## GIVEN REQUEST
Put the entries below, from the line containing "Where in the photo above can the glass" through the end of the entries, into a two-column CSV headed text and answer. Use one row per entry, with its text and its answer each in a single quoted field and line breaks replaced by spaces.

## INFORMATION PROVIDED
+--
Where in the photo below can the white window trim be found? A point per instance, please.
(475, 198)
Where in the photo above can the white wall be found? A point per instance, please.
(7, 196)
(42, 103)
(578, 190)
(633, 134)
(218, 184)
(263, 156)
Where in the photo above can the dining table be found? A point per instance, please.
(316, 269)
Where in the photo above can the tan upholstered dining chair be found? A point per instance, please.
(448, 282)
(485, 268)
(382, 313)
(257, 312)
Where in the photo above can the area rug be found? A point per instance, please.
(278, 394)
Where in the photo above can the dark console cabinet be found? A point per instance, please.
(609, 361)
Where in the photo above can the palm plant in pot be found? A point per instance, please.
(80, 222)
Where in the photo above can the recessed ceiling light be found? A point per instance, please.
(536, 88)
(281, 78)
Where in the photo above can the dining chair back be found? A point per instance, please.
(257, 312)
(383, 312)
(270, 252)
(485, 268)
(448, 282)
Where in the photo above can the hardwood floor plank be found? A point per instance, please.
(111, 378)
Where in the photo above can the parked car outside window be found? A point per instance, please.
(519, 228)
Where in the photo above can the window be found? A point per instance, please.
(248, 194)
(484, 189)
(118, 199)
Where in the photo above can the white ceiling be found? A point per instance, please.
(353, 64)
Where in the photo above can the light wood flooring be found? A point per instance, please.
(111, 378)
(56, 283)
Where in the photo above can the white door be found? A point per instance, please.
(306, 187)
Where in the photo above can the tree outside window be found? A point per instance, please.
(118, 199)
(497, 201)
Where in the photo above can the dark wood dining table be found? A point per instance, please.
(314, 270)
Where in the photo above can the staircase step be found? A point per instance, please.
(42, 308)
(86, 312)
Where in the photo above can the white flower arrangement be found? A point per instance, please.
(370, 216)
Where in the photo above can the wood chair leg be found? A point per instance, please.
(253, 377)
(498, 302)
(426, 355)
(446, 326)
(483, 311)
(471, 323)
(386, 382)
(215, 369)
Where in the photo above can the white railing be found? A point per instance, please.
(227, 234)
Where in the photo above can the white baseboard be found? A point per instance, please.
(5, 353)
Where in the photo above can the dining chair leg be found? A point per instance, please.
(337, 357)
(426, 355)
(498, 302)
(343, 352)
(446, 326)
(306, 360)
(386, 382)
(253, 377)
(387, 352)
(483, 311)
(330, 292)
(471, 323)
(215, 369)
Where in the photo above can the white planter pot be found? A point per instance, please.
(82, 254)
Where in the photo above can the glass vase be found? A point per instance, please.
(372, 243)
+--
## FINISHED EXERCISE
text,answer
"Where in the photo above can the glass vase be found? A point per instance, please.","(372, 243)"